Segment Start: Data for the task

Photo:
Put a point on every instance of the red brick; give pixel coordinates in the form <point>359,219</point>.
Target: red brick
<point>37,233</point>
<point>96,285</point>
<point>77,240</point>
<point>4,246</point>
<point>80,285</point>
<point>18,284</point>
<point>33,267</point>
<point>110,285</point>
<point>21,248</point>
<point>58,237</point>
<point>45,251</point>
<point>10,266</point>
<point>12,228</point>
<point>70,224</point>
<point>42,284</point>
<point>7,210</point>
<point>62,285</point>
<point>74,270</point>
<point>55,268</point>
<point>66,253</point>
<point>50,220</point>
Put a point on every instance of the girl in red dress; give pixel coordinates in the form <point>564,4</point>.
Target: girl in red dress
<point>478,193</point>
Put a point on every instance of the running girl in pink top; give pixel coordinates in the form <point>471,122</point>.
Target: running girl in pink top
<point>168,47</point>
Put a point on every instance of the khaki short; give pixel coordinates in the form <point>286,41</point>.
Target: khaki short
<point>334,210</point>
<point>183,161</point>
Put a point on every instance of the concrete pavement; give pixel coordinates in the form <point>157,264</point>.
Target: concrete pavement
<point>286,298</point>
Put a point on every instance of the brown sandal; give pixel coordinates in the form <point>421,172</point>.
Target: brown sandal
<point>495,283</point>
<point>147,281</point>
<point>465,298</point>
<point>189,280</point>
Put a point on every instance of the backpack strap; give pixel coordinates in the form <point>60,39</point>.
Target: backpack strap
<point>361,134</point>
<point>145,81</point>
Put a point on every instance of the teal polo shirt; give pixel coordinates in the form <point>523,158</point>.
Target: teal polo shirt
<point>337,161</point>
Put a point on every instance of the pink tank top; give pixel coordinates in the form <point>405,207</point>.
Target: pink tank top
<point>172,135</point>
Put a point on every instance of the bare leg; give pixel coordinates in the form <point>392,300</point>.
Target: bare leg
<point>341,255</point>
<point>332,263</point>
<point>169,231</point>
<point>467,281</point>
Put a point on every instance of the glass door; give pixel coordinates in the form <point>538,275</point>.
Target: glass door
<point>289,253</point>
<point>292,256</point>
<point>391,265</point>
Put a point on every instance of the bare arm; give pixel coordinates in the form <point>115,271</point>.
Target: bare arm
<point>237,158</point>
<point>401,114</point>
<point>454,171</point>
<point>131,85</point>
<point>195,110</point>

Segment End: Data for the task

### Work order
After finding the line that contains "Target: teal polo shirt" in the records above, copy that line and each one after it exactly, through the final line.

### Output below
Target: teal polo shirt
<point>337,161</point>
Put a point on every instance of the pink tank top; give pixel coordinates in the form <point>405,207</point>.
Target: pink tank top
<point>172,135</point>
Put a point on every instance of the bare leg; give pixel coordinates in the form <point>392,300</point>.
Target: bare leg
<point>341,255</point>
<point>332,263</point>
<point>169,231</point>
<point>467,281</point>
Put a point on every instance of the glass door; give pixel coordinates in the form <point>538,275</point>.
Target: glass door
<point>289,253</point>
<point>292,256</point>
<point>391,265</point>
Put a point on every instance of the bare arm; give pixel coordinates in the form <point>115,271</point>.
Target: bare arm
<point>237,158</point>
<point>401,114</point>
<point>454,171</point>
<point>131,85</point>
<point>195,110</point>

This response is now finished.